------ Bagian Teks ------

Indrasari Tjandraningsih dan Rina Herawati
…..that even in the storm we find some light
(Looking through the eyes of Love-
Melissa Manchester)
….bahwa di tengah badai sekalipun
selalu akan kita
temukan berkas-berkas cahaya
SECARA umum, gerakan buruh di Indonesia diyakini telah atau tengah tidur panjang. Keyakinan ini diamini, baik oleh elemen dan pendukung gerakan maupun - dan terutama - oleh kalangan yang berada di luar gerakan. Bahkan, untuk sementara kalangan, gerakan buruh dianggap tidak lagi relevan dan tidak memiliki harapan.
Pandangan semacam itu tidak sepenuhnya salah. Secara sistematis dan obyektif, memang muncul fakta-fakta yang melahirkan dan menguatkan pandangan tersebut. Sejak Orde Baru (Orba) berkuasa, politik perburuhan didominasi oleh warna korporatis, dengan kebijakan-kebijakan perburuhan yang represif untuk mengendalikan serikat buruh. Hasilnya adalah serikat buruh kuning yang jinak. Meskipun ada dinamika yang memunculkan riak-riak yang berbeda di permukaan tapi, secara umum, hampir sepanjang Orba, praktis tak ada yang dapat disebut sebagai gerakan buruh.
Namun, pengamatan yang sedikit lebih mendalam memperlihatkan, justru dalam tekanan bibit-bibit gerakan terus disemai dan tumbuh dan merupakan penyumbang bagi bergeliatnya gerakan buruh di masa-masa setelahnya hingga kini.
Setelah Orde Baru tumbang, pintu kebebasan berserikat dibuka lebar. Kebebasan itu dirayakan dengan bermunculannya serikat buruh dalam jumlah yang mencengangkan. Tapi, perayaan itu juga diikuti dengan perpecahan dan persaingan antar serikat. Selain itu, kebebasan berserikat juga tidak menambah jumlah buruh yang berserikat.
Meskipun demikian, sejak paruh kedua dekade pertama orde reformasi, mulai muncul tunas-tunas bagi kebangkitan kembali gerakan buruh. Tunas-tunas baru ini bertumbuh di tengah situasi yang sangat didominasi oleh kekuatan modal, yang hampir sepenuhnya menentukan berapa luas ruang gerak yang dapat dimiliki oleh buruh. Dalam situasi sedemikian, menarik untuk memahami jaringan perburuhan sebagai salah satu strategi memperjuangkan kepentingan buruh dalam konteks gerakan buruh di Indonesia. Tulisan ini, ingin memotret pergerakan dan aktivitas para pelaku gerakan, melalui kegiatan berjaringan yang dilakukan, dengan mengambil rentang waktu 1980 hingga 2006.

------

Salin dengan tepat sebagian teks tentang gerakan buruh di atas. Mulailah dari kata-kata yang memuat "Namun, pengamatan yang" dan berhentilah setelah "buruh yang berserikat.".

------ Cuplikan Catatan ------

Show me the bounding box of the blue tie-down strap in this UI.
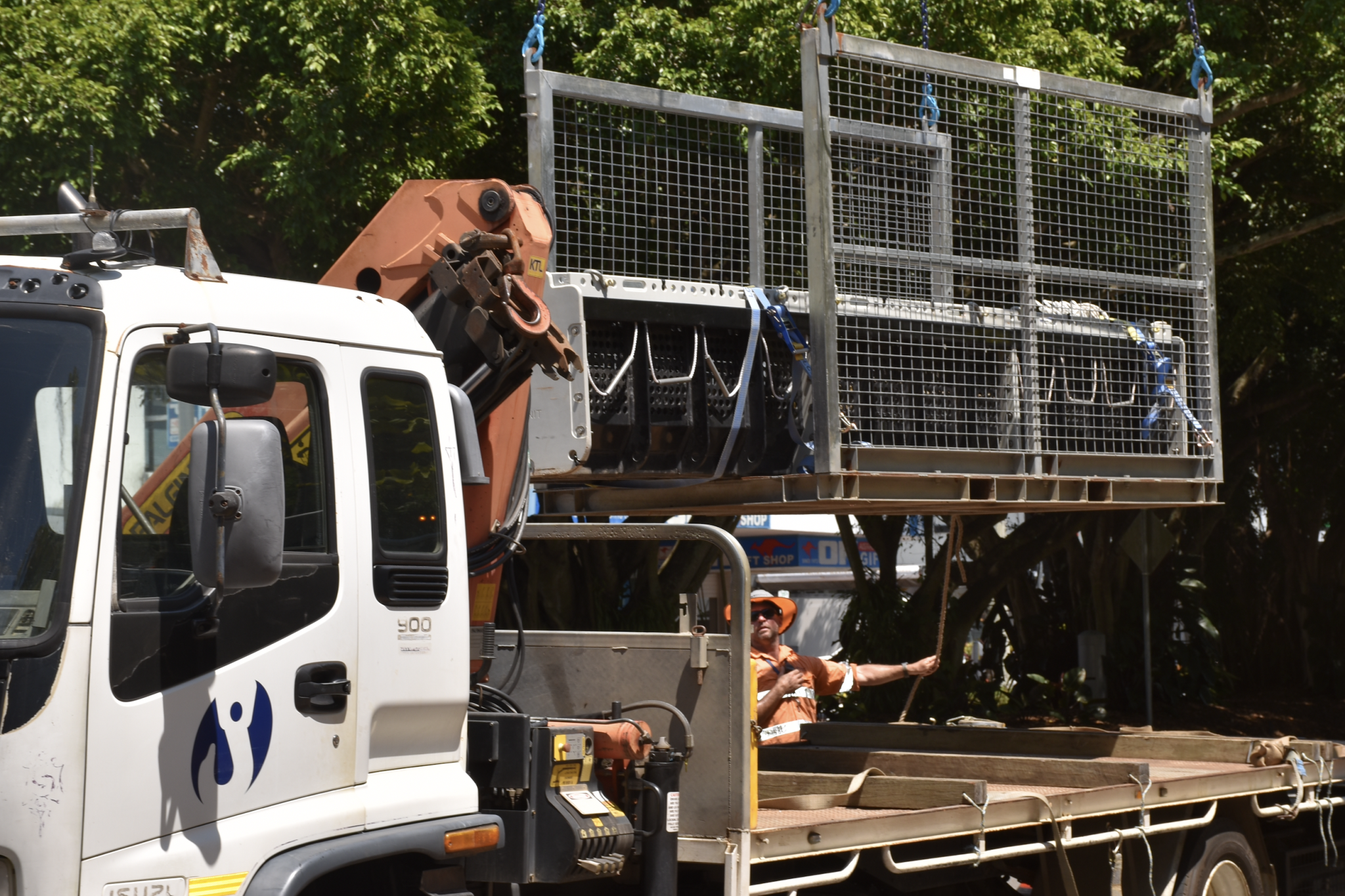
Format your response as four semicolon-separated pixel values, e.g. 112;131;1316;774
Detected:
710;308;761;480
523;12;546;66
1139;383;1214;444
920;83;943;127
751;288;812;376
1190;45;1214;90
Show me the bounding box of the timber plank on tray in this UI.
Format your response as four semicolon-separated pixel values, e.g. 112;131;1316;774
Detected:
757;746;1149;790
757;771;986;809
802;721;1291;764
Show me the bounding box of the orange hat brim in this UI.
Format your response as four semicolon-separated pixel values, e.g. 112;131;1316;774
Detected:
724;597;799;634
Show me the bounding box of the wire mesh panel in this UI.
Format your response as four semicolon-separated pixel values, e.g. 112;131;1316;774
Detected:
525;45;1222;507
806;36;1216;457
529;71;807;289
554;96;748;284
757;129;808;289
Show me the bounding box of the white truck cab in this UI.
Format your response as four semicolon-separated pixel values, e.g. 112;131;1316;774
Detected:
0;257;491;896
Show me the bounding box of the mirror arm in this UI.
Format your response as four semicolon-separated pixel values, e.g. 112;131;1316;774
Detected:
173;324;227;591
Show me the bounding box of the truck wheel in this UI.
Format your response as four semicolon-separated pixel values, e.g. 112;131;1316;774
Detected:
1176;830;1264;896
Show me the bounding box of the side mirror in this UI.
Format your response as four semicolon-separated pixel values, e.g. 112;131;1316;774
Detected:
188;419;285;589
165;324;285;596
167;343;276;407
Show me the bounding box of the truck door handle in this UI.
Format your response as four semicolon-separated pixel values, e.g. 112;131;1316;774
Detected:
295;662;351;716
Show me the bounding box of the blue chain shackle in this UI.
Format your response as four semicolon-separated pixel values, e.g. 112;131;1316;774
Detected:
523;0;546;66
1186;0;1214;93
920;0;943;127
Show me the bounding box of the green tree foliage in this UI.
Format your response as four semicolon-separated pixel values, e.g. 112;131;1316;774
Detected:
0;0;495;280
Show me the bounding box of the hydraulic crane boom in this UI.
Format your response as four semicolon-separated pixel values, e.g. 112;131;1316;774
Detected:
320;180;583;625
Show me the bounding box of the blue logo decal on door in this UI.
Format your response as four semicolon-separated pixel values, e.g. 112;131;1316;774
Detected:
191;681;273;800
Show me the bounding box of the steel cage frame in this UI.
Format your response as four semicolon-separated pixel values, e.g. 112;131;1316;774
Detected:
523;30;1223;503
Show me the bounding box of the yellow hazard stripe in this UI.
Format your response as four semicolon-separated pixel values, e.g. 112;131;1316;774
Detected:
187;872;248;896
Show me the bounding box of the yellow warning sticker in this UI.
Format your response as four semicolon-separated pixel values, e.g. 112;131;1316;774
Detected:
552;761;580;787
187;872;248;896
472;582;499;625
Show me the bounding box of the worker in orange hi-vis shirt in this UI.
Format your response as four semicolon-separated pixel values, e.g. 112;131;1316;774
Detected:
724;588;939;747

------

### Hasil Latihan
Namun, pengamatan yang sedikit lebih mendalam memperlihatkan, justru dalam tekanan bibit-bibit gerakan terus disemai dan tumbuh dan merupakan penyumbang bagi bergeliatnya gerakan buruh di masa-masa setelahnya hingga kini.
Setelah Orde Baru tumbang, pintu kebebasan berserikat dibuka lebar. Kebebasan itu dirayakan dengan bermunculannya serikat buruh dalam jumlah yang mencengangkan. Tapi, perayaan itu juga diikuti dengan perpecahan dan persaingan antar serikat. Selain itu, kebebasan berserikat juga tidak menambah jumlah buruh yang berserikat.